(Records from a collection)
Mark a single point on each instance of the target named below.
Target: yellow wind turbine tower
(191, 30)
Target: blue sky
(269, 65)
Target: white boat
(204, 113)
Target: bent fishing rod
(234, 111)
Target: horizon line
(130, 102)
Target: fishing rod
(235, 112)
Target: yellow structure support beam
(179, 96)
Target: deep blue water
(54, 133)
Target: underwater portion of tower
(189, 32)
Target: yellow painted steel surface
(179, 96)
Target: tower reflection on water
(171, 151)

Exercise -
Copy every record above exactly as it stands.

Task solution -
Mark a single point on each instance of the target named below.
Target: yellow wind turbine tower
(191, 30)
Target: blue sky
(269, 65)
Target: white boat
(204, 113)
Target: bent fishing rod
(234, 111)
Target: horizon line
(130, 102)
Target: fishing rod
(235, 112)
Target: yellow structure support beam
(179, 96)
Target: deep blue water
(54, 133)
Target: underwater portion of tower
(189, 32)
Target: yellow painted steel surface
(179, 96)
Target: tower reflection on water
(171, 151)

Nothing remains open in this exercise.